• Aim of the exercise
Output all of the data verbatim.
________________
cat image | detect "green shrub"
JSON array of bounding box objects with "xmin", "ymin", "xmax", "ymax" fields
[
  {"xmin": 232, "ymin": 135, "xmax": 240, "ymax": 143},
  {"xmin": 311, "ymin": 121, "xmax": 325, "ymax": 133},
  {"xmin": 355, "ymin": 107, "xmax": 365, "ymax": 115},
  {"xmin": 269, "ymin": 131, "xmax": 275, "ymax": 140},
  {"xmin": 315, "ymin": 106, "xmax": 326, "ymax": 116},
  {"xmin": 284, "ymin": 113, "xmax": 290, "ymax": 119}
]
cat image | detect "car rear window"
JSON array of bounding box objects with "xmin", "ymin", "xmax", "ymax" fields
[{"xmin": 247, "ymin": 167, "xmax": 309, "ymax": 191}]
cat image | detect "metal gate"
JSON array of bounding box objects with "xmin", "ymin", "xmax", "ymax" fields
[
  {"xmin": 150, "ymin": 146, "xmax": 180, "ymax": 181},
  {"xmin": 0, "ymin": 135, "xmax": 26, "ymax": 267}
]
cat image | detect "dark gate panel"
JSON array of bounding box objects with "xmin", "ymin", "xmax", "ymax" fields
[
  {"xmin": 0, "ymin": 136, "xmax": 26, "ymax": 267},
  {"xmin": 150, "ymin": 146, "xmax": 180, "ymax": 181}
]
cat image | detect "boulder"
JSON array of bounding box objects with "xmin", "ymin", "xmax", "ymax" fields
________________
• Written solution
cat image | detect "green shrub"
JSON array of bounding box objects with "xmin", "ymin", "xmax", "ymax" fields
[
  {"xmin": 232, "ymin": 135, "xmax": 240, "ymax": 143},
  {"xmin": 311, "ymin": 121, "xmax": 325, "ymax": 133},
  {"xmin": 355, "ymin": 107, "xmax": 365, "ymax": 115},
  {"xmin": 269, "ymin": 131, "xmax": 275, "ymax": 140},
  {"xmin": 315, "ymin": 106, "xmax": 326, "ymax": 116},
  {"xmin": 284, "ymin": 113, "xmax": 290, "ymax": 119}
]
cat image | detect "car rear window"
JSON array of bounding box objects with "xmin", "ymin", "xmax", "ymax" fields
[{"xmin": 247, "ymin": 167, "xmax": 309, "ymax": 191}]
cat image | detect "metal gate"
JSON array of bounding box objects with "xmin", "ymin", "xmax", "ymax" fields
[
  {"xmin": 150, "ymin": 146, "xmax": 180, "ymax": 181},
  {"xmin": 0, "ymin": 135, "xmax": 26, "ymax": 267}
]
cat image | detect "dark gate panel"
JSON array of bounding box objects with "xmin", "ymin", "xmax", "ymax" fields
[
  {"xmin": 0, "ymin": 136, "xmax": 26, "ymax": 267},
  {"xmin": 150, "ymin": 146, "xmax": 180, "ymax": 181}
]
cat image | detect "boulder"
JSON array of bounding box objects with "xmin", "ymin", "xmax", "ymax" fields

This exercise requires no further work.